→ Action item:
Only a number is expected: how many lines in the entries that follow contain the word "roof"?
════════
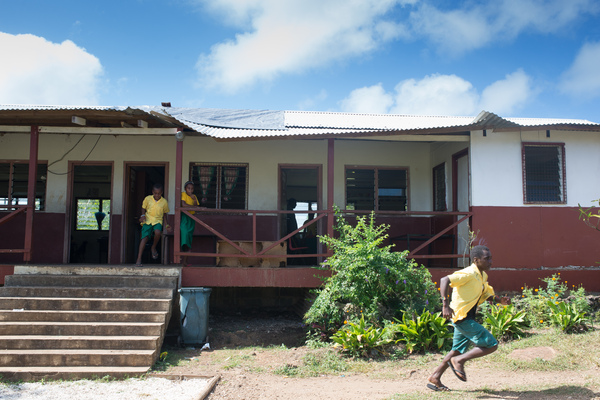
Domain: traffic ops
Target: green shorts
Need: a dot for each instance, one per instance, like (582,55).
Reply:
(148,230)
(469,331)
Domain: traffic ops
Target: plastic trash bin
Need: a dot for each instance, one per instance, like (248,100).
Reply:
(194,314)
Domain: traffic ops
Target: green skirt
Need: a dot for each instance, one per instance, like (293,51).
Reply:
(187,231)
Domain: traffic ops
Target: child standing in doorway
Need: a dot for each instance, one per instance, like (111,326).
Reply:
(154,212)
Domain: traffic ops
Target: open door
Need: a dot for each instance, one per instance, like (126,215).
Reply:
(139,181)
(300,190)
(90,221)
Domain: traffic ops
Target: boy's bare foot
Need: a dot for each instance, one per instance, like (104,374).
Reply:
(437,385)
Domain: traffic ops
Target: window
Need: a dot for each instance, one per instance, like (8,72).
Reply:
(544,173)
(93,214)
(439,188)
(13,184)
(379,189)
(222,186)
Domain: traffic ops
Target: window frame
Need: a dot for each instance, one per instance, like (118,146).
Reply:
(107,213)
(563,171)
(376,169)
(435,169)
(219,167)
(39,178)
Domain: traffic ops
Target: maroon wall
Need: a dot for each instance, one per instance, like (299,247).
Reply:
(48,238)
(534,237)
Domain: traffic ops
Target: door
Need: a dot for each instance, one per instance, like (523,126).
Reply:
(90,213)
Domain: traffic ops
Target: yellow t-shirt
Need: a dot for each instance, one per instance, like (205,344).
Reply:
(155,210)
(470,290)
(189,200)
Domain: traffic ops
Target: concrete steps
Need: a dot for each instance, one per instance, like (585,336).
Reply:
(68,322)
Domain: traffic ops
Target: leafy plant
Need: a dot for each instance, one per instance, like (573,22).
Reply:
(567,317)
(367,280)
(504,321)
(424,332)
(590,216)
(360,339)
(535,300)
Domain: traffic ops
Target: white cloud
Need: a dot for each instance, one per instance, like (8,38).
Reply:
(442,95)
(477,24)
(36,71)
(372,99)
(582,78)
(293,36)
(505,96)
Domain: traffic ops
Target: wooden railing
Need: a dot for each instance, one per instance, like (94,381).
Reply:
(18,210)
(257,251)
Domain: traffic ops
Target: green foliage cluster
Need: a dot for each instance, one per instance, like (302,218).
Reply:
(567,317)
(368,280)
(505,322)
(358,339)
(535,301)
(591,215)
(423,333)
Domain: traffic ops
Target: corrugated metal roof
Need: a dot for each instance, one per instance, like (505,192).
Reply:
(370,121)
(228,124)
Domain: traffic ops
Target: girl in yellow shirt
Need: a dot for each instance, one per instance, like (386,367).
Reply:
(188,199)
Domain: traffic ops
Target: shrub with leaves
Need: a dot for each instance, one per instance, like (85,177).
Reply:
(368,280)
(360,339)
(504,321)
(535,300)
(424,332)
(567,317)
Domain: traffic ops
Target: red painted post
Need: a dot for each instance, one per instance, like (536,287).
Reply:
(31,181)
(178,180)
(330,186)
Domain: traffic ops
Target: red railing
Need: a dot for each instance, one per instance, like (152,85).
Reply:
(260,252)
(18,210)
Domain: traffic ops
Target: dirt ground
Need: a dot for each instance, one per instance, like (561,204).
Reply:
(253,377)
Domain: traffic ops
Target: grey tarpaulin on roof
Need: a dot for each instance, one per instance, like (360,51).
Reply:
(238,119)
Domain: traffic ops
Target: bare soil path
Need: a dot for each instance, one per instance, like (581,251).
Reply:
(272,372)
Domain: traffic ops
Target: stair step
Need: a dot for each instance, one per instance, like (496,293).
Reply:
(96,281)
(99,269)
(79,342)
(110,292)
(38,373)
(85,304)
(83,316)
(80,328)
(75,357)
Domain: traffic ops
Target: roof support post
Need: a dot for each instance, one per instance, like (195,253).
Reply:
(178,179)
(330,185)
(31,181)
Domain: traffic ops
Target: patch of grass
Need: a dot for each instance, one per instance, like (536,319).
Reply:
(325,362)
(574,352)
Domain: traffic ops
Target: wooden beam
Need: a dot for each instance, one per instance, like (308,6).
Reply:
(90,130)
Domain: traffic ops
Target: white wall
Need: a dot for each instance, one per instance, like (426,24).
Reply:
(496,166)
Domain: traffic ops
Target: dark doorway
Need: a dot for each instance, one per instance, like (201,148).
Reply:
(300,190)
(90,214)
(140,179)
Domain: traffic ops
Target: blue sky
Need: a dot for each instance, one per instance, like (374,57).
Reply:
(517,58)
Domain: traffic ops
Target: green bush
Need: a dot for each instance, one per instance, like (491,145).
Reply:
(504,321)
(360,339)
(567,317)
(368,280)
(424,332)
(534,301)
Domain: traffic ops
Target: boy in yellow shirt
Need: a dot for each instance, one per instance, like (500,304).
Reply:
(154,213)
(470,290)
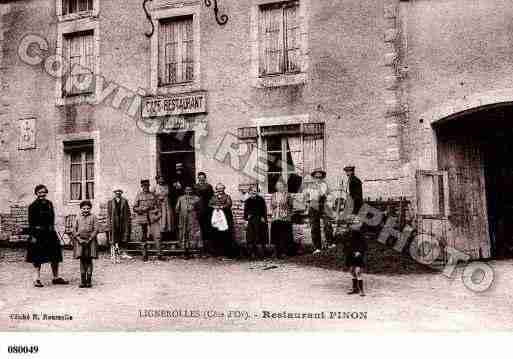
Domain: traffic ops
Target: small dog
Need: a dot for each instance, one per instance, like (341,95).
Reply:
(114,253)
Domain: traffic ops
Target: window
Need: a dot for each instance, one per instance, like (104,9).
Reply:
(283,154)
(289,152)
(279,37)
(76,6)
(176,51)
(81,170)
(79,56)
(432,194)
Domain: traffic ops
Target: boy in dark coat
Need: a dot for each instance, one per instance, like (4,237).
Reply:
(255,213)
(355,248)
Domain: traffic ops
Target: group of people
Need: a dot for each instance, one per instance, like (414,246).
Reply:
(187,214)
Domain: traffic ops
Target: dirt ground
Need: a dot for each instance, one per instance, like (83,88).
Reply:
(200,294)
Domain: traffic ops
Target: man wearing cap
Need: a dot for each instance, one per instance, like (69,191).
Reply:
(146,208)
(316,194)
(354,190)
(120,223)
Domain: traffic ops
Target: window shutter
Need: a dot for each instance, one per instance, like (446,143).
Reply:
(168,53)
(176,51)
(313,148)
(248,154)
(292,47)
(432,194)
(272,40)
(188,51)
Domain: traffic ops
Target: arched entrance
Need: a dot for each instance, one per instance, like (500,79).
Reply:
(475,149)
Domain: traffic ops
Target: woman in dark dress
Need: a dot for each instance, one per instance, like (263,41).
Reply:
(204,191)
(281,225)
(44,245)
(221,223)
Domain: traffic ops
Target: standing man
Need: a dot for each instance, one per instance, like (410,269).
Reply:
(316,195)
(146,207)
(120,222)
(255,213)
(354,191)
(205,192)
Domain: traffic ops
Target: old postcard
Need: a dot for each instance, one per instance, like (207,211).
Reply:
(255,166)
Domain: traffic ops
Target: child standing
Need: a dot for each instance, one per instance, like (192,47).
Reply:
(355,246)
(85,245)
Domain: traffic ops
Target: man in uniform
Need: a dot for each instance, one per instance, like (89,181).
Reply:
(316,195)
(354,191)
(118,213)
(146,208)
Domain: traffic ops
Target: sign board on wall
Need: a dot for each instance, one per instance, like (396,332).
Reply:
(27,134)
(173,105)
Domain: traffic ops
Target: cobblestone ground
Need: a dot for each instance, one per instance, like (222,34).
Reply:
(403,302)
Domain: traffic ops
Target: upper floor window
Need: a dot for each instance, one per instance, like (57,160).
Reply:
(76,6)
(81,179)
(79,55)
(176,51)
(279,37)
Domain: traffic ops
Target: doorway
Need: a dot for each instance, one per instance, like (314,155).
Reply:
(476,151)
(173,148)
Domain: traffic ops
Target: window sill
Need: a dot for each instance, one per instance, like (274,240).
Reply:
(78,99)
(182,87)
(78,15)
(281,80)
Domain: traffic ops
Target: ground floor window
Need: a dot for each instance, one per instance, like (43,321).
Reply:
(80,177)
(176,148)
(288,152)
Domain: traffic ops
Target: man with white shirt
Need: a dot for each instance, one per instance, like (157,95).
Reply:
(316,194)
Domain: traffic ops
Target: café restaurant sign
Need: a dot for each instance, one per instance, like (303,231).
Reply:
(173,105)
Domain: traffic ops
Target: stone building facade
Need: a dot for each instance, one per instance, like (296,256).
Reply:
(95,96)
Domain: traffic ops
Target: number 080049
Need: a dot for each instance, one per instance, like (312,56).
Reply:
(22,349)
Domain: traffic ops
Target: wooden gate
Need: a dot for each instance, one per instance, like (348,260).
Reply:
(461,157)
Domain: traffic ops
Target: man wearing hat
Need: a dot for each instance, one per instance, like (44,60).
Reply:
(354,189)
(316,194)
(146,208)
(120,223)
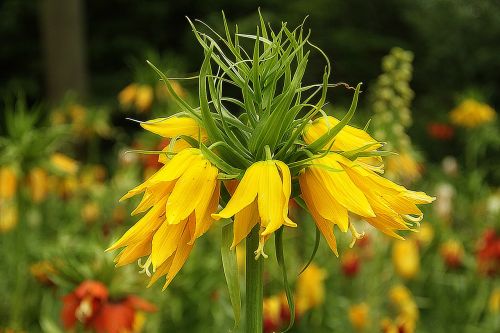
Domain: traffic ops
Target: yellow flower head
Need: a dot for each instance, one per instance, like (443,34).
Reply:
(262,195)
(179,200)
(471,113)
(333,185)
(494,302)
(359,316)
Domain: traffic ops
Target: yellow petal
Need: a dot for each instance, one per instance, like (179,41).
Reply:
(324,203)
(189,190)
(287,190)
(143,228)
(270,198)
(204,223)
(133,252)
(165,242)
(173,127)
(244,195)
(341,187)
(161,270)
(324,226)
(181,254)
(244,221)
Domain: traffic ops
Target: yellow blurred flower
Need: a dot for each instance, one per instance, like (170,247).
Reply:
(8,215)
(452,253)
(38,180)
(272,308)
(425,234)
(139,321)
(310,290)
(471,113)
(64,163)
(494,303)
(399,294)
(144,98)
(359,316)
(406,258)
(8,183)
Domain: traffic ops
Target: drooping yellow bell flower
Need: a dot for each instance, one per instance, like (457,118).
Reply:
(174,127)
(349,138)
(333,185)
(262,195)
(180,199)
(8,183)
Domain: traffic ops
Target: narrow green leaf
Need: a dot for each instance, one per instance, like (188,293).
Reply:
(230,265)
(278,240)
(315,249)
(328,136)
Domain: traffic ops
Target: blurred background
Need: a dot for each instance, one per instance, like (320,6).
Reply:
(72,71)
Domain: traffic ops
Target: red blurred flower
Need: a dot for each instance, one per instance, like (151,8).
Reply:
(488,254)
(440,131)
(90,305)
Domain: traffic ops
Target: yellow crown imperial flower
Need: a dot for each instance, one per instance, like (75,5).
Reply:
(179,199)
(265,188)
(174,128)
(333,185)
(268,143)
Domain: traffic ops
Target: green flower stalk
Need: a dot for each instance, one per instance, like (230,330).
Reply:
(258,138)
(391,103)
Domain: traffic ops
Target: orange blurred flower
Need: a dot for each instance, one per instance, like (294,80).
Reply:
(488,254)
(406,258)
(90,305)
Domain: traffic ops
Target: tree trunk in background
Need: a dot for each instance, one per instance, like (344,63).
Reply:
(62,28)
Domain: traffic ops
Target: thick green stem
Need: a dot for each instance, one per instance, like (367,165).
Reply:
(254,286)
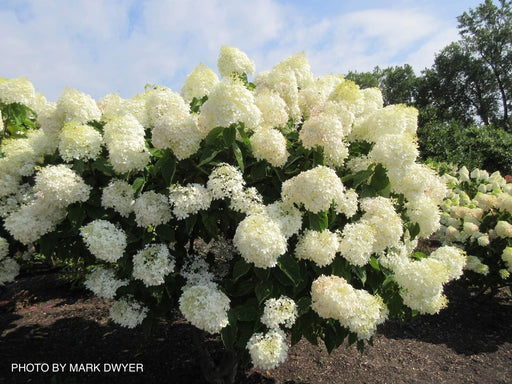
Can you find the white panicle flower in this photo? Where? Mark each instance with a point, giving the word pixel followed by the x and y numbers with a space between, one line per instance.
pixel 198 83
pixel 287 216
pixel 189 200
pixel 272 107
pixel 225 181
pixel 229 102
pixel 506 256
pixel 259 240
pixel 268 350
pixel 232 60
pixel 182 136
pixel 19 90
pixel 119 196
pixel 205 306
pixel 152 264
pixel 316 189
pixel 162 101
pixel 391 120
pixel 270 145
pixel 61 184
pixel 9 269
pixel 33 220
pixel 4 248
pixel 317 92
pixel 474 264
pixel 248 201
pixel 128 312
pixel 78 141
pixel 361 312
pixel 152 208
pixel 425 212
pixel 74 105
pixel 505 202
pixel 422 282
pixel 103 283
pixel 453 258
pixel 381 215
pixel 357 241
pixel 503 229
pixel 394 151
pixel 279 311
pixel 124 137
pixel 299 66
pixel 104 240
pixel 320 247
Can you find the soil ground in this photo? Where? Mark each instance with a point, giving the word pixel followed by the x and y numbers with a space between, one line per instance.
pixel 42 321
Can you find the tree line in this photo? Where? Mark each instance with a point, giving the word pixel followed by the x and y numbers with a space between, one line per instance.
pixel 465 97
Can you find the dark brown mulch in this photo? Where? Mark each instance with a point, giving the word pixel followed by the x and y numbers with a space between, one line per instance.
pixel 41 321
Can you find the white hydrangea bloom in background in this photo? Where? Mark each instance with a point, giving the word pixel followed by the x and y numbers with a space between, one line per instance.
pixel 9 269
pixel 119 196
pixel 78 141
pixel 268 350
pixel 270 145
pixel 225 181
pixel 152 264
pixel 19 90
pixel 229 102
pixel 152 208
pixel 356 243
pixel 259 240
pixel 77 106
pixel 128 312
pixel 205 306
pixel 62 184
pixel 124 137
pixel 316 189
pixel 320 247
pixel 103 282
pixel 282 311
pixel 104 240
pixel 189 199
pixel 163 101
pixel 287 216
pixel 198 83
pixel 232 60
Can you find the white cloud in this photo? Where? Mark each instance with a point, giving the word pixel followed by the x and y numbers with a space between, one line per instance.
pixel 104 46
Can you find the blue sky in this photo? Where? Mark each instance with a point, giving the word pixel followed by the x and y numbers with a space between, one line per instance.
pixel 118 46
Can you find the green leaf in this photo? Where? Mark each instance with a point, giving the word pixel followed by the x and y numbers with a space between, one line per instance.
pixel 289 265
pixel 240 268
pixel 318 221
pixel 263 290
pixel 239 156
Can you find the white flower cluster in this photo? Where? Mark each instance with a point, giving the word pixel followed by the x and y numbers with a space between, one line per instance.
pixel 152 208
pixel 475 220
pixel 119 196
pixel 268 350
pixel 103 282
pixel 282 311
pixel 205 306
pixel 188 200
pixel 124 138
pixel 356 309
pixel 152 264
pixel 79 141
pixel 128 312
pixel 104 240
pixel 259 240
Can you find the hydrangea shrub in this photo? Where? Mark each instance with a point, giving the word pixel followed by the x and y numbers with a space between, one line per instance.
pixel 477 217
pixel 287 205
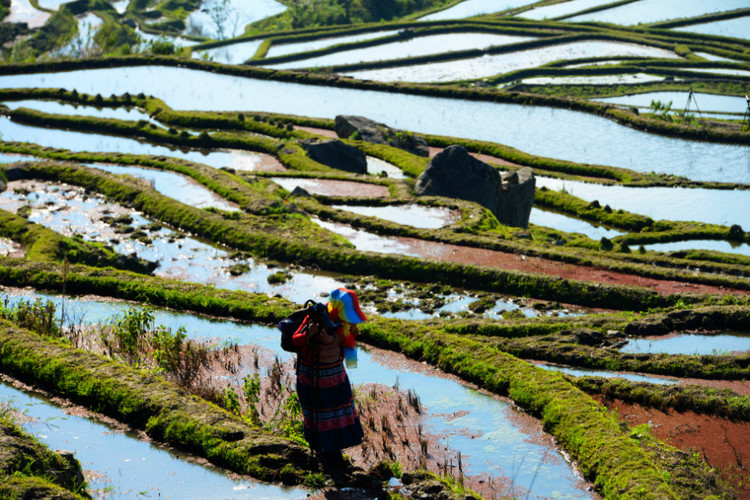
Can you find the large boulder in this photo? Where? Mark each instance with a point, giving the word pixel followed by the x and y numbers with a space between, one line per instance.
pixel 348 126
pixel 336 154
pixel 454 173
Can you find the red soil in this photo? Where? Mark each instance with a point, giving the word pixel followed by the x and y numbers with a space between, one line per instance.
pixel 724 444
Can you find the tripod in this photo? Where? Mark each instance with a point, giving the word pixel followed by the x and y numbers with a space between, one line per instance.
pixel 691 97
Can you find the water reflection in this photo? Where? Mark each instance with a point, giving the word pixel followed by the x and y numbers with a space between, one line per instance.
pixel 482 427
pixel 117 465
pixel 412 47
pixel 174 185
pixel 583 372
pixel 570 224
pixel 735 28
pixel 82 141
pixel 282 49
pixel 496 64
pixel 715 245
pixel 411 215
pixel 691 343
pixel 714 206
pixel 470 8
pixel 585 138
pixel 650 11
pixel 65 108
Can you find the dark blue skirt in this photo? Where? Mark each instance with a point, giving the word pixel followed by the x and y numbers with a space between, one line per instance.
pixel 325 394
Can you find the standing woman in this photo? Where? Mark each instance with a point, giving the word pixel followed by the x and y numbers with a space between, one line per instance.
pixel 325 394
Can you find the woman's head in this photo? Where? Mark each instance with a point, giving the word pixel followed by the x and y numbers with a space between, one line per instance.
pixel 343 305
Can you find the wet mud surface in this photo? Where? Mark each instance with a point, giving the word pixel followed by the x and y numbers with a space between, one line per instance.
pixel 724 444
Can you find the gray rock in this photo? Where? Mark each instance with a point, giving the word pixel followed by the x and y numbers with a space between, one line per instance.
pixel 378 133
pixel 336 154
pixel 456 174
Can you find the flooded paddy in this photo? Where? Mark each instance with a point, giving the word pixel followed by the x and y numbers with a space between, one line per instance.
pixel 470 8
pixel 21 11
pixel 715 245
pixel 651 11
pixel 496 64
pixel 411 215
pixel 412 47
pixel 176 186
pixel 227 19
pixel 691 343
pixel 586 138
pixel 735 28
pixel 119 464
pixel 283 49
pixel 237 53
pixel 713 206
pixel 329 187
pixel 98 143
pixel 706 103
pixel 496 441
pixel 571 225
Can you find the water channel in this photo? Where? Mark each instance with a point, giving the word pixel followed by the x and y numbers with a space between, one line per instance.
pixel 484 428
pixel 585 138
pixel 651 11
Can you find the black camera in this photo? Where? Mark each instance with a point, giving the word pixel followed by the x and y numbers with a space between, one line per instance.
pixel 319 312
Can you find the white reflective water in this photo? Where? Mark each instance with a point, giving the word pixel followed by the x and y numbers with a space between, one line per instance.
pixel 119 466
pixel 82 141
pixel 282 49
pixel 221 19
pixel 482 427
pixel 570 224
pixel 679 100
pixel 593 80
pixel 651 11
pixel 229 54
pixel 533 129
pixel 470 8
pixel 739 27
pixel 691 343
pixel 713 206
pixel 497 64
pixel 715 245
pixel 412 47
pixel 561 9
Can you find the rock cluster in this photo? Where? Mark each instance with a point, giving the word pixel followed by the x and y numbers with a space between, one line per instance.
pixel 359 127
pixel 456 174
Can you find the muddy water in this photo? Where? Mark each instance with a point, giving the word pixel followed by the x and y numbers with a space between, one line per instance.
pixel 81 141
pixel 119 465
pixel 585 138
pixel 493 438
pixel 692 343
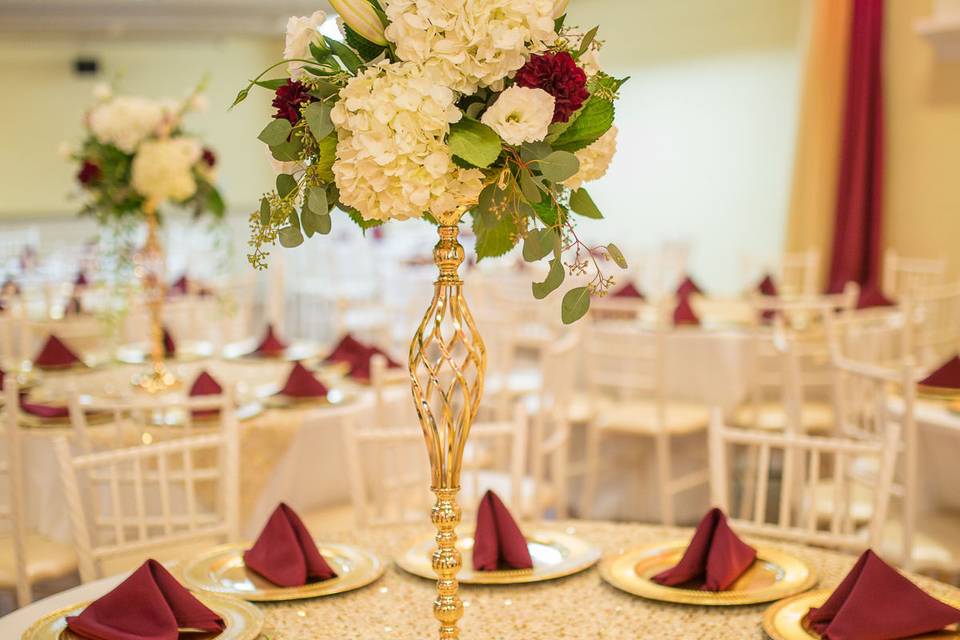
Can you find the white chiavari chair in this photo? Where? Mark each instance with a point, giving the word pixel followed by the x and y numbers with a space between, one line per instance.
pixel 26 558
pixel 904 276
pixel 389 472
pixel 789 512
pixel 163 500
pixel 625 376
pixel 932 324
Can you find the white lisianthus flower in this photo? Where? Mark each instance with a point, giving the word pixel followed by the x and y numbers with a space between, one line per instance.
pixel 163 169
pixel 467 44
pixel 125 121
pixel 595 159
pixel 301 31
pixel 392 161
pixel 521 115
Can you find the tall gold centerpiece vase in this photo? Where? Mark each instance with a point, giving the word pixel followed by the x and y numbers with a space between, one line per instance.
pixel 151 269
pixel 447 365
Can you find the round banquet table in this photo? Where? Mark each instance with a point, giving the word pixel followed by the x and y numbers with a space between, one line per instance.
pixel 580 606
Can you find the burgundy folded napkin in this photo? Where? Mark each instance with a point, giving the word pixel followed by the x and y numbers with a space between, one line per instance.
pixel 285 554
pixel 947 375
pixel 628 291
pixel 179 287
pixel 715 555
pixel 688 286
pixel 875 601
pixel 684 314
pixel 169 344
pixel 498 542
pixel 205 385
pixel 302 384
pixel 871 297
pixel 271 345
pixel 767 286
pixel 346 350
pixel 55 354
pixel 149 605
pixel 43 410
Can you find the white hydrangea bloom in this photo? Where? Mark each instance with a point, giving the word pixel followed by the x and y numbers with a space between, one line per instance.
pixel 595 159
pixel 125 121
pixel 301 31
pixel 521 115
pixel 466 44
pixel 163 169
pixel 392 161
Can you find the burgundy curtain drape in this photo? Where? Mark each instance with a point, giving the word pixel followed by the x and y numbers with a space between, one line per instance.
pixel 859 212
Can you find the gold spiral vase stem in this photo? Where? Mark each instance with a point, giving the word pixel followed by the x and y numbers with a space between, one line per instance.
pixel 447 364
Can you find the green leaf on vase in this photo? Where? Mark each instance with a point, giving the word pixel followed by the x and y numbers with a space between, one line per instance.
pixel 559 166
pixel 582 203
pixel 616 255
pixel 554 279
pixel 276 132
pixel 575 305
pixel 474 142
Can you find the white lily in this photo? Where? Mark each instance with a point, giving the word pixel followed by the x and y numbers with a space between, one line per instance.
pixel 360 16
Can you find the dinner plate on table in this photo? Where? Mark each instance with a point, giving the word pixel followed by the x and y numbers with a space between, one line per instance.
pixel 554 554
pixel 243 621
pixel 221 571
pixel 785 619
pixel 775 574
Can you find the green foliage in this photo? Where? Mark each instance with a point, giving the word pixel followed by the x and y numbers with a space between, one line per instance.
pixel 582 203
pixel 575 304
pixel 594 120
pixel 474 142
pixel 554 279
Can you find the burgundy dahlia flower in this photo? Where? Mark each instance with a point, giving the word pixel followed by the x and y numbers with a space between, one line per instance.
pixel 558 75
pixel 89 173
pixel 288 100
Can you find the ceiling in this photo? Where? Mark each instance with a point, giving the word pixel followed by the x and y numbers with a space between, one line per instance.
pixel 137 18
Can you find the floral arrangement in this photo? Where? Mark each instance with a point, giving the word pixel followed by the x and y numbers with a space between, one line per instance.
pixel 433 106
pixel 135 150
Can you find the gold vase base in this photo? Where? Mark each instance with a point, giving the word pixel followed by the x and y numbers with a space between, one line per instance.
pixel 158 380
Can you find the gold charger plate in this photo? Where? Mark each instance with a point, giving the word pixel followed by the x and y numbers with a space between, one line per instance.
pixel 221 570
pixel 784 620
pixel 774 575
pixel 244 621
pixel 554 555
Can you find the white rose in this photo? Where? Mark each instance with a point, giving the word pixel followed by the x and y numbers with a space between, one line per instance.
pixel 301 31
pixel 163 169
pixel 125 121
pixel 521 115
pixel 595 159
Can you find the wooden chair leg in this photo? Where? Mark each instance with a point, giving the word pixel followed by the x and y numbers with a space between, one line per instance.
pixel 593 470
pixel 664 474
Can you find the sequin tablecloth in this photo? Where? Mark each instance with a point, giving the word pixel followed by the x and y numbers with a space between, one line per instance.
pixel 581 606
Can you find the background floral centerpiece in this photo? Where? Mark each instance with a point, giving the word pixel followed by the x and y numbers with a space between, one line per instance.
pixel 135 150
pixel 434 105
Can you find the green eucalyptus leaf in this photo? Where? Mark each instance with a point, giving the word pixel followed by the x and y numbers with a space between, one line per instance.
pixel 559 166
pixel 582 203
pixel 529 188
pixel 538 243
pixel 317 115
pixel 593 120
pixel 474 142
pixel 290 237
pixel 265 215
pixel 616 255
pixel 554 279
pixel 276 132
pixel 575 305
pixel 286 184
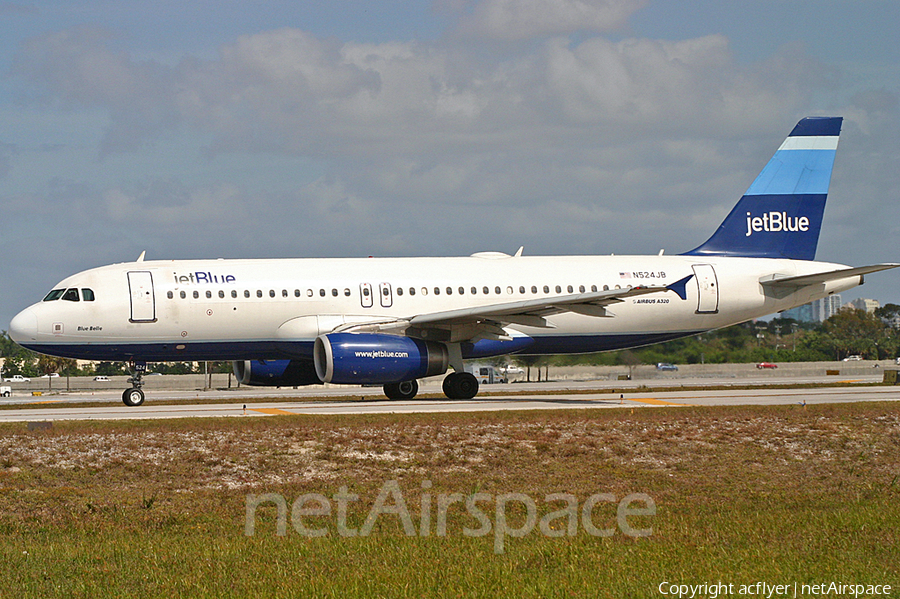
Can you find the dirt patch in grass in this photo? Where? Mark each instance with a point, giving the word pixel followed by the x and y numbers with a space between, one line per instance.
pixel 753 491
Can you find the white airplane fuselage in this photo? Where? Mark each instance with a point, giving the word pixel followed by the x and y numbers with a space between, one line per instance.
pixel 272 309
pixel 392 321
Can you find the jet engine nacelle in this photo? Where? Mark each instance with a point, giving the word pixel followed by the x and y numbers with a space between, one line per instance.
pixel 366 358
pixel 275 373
════════
→ Reply:
3